* _GOAL_
Report every line of the rows that contains the word "black", copying each line in full. Case counts.
* Begin INPUT *
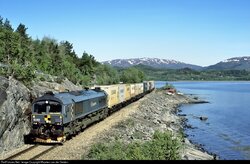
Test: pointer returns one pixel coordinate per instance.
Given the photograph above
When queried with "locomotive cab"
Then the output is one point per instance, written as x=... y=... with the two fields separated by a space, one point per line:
x=47 y=121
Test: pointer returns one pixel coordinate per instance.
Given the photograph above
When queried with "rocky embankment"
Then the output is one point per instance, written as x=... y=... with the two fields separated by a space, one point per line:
x=15 y=108
x=157 y=111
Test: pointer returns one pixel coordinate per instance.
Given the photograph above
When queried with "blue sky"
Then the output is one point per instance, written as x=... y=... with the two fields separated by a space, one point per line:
x=201 y=32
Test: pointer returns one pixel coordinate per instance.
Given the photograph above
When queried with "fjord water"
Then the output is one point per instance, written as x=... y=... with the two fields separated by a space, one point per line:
x=226 y=132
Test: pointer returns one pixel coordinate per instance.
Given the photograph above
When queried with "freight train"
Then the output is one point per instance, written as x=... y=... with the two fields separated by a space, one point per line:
x=57 y=117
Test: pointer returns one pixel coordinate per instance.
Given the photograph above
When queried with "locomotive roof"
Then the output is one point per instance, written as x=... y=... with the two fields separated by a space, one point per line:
x=73 y=96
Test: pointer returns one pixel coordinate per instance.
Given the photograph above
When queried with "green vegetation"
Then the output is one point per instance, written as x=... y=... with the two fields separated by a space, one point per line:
x=163 y=146
x=28 y=60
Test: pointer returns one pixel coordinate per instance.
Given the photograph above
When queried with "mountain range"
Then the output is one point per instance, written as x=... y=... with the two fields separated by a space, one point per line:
x=236 y=63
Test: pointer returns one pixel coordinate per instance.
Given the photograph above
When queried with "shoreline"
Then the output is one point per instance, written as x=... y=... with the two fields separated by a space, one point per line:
x=158 y=111
x=193 y=99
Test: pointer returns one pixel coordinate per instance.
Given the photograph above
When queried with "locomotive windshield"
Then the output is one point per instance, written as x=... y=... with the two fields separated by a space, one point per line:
x=47 y=107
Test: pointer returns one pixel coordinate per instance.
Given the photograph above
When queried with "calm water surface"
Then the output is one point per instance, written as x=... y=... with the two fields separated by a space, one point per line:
x=226 y=132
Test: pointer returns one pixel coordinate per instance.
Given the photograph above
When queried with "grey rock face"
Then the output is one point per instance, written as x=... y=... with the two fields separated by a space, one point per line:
x=15 y=108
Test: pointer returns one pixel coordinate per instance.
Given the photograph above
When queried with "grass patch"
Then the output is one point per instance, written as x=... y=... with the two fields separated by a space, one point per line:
x=163 y=146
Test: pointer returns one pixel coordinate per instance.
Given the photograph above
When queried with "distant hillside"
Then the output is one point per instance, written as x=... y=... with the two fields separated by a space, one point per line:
x=236 y=63
x=152 y=62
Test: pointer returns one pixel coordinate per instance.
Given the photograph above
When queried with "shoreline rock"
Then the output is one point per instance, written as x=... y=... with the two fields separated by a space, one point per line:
x=158 y=111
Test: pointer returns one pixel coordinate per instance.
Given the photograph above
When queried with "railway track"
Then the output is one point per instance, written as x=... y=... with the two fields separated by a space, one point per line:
x=32 y=152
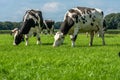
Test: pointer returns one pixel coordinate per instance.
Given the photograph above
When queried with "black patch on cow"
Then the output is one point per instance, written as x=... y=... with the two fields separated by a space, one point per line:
x=92 y=24
x=66 y=25
x=27 y=26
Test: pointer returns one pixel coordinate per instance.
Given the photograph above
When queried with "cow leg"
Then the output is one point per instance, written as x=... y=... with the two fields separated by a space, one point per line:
x=38 y=39
x=101 y=33
x=91 y=38
x=73 y=39
x=26 y=39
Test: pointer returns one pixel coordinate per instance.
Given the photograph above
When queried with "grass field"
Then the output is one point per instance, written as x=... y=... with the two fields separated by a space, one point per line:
x=43 y=62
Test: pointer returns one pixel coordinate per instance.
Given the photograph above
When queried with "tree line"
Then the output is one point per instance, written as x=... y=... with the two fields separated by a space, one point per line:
x=112 y=22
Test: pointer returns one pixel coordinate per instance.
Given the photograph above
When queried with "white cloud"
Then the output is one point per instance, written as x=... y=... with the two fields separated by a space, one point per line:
x=111 y=10
x=51 y=7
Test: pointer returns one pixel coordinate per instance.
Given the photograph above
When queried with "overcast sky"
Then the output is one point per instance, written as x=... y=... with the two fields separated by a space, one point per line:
x=13 y=10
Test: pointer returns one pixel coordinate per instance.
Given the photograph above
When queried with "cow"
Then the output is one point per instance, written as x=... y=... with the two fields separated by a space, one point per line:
x=81 y=19
x=48 y=26
x=32 y=22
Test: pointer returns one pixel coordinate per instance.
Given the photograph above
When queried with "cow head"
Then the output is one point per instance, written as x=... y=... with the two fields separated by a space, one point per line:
x=17 y=36
x=58 y=39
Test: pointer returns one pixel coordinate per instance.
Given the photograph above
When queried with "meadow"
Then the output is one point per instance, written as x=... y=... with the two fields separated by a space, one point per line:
x=43 y=62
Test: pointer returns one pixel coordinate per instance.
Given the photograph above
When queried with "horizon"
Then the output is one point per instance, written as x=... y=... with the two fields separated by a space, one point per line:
x=51 y=9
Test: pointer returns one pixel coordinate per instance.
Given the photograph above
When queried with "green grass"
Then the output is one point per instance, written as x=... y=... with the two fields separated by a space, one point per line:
x=43 y=62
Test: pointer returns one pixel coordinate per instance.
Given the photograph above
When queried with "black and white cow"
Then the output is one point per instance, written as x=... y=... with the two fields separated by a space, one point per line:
x=48 y=26
x=80 y=19
x=32 y=22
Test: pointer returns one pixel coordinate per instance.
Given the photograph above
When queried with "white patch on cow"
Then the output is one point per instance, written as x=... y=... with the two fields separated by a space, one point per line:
x=85 y=22
x=58 y=39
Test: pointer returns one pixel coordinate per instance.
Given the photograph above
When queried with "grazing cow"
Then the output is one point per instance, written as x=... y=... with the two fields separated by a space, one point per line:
x=81 y=19
x=32 y=22
x=48 y=26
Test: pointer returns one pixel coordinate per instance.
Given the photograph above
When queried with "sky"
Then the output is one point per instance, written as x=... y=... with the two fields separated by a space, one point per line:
x=14 y=10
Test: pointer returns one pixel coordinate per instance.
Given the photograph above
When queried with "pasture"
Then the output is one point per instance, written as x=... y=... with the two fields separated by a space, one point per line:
x=43 y=62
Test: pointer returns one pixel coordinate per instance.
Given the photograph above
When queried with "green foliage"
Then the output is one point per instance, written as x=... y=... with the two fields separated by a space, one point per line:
x=57 y=25
x=9 y=25
x=113 y=20
x=43 y=62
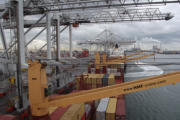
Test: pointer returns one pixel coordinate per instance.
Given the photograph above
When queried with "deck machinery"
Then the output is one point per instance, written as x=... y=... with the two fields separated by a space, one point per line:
x=39 y=102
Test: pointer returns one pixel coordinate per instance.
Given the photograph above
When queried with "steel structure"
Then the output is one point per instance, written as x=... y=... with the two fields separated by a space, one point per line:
x=42 y=6
x=66 y=12
x=102 y=16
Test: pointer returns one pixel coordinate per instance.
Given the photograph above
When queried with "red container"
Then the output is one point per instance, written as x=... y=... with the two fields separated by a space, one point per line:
x=7 y=117
x=120 y=109
x=98 y=85
x=58 y=113
x=84 y=116
x=89 y=86
x=121 y=97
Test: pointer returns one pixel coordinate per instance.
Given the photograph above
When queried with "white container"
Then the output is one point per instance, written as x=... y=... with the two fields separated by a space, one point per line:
x=101 y=110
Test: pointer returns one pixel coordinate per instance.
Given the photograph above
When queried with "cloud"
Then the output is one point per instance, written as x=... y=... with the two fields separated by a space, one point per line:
x=167 y=32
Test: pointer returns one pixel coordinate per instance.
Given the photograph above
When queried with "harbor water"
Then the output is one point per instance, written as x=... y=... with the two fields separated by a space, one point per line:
x=162 y=103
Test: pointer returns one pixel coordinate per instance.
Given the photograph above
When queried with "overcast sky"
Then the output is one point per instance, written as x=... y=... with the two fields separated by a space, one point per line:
x=167 y=32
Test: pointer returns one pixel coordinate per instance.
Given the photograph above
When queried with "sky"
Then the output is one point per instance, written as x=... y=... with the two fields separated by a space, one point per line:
x=146 y=33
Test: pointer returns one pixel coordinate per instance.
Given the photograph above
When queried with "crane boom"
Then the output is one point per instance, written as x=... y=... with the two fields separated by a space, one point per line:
x=39 y=103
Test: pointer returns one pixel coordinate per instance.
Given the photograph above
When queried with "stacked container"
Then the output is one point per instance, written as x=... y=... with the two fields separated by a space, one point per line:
x=75 y=112
x=120 y=109
x=101 y=110
x=111 y=80
x=91 y=81
x=111 y=109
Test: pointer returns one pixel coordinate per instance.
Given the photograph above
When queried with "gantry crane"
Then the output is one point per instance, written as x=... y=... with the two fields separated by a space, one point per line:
x=40 y=103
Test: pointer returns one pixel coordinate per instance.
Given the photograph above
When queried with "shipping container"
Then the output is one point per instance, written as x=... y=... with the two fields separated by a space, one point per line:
x=105 y=80
x=77 y=82
x=93 y=79
x=75 y=112
x=57 y=113
x=111 y=79
x=101 y=110
x=111 y=109
x=120 y=109
x=8 y=117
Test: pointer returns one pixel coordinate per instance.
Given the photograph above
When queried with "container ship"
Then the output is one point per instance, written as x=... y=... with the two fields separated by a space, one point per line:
x=49 y=83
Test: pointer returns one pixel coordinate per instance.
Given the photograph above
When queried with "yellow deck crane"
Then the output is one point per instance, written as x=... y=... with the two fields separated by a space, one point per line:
x=40 y=103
* End INPUT *
* _IN RESPONSE_
When queried with "black patch on cow"
When queried with "black and white cow"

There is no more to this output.